### Supplied records
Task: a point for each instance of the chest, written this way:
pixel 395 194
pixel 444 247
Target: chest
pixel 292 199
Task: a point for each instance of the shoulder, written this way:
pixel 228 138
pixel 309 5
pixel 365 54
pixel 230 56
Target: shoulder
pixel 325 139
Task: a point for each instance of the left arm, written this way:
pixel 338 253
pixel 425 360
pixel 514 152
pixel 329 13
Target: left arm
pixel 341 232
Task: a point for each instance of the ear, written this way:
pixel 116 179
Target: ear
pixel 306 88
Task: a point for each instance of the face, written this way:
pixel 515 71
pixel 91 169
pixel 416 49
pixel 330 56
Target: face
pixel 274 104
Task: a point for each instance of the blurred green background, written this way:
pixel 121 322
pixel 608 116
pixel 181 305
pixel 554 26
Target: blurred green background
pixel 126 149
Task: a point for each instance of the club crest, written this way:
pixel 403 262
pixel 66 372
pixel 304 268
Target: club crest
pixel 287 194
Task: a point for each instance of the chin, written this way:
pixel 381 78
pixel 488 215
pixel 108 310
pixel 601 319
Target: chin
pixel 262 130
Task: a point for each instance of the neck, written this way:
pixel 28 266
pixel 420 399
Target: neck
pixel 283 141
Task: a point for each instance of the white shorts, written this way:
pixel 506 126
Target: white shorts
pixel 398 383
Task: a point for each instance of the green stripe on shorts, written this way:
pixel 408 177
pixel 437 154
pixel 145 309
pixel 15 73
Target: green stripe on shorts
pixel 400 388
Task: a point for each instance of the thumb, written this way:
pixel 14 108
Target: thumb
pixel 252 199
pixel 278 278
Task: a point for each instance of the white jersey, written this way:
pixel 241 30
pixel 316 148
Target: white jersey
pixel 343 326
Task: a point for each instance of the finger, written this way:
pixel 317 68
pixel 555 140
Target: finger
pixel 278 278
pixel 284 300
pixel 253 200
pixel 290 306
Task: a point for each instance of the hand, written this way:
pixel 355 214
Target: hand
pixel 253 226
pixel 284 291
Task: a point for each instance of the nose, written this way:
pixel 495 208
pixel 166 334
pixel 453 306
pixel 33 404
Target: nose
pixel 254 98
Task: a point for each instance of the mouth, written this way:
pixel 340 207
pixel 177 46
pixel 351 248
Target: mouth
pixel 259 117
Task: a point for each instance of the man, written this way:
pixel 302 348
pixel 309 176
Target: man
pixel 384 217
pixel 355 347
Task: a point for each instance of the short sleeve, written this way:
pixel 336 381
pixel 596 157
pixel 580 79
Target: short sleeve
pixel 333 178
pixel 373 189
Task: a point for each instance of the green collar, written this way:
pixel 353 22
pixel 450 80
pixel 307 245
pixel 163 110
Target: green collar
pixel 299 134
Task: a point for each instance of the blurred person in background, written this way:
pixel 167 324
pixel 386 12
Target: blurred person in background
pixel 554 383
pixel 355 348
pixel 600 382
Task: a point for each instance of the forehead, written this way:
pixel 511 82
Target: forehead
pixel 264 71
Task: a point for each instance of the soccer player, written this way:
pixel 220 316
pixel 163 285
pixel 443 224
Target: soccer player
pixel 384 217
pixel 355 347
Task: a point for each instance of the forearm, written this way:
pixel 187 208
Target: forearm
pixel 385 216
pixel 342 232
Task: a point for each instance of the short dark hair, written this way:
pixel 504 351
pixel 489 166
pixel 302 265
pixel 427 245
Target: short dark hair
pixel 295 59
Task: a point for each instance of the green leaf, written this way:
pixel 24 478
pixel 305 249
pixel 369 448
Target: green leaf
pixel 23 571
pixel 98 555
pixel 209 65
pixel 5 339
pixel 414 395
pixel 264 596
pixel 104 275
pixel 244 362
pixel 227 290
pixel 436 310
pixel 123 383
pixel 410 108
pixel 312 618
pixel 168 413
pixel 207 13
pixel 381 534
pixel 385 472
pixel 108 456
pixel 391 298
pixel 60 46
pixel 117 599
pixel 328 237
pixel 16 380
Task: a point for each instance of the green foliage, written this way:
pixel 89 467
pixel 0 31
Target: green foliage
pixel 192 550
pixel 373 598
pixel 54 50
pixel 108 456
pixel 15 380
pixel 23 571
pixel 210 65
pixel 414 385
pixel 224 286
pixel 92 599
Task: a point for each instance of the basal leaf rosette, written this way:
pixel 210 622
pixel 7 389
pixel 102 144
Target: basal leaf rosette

### Exercise requirements
Could you retype the records exactly, starting at the line containing "Task: a point for each instance of the mouth, written" and ending at the line containing "pixel 373 189", with both of those lines included?

### Result for this exercise
Task: a point for each instance of the mouth, written this way:
pixel 340 207
pixel 177 46
pixel 351 248
Target: mouth
pixel 259 117
Task: a point for each instance of the man, written this way:
pixel 302 348
pixel 309 176
Target: man
pixel 384 217
pixel 355 347
Task: a point for each instance of the short sleeve, written this way:
pixel 336 381
pixel 596 157
pixel 580 79
Target: short sleeve
pixel 333 178
pixel 373 189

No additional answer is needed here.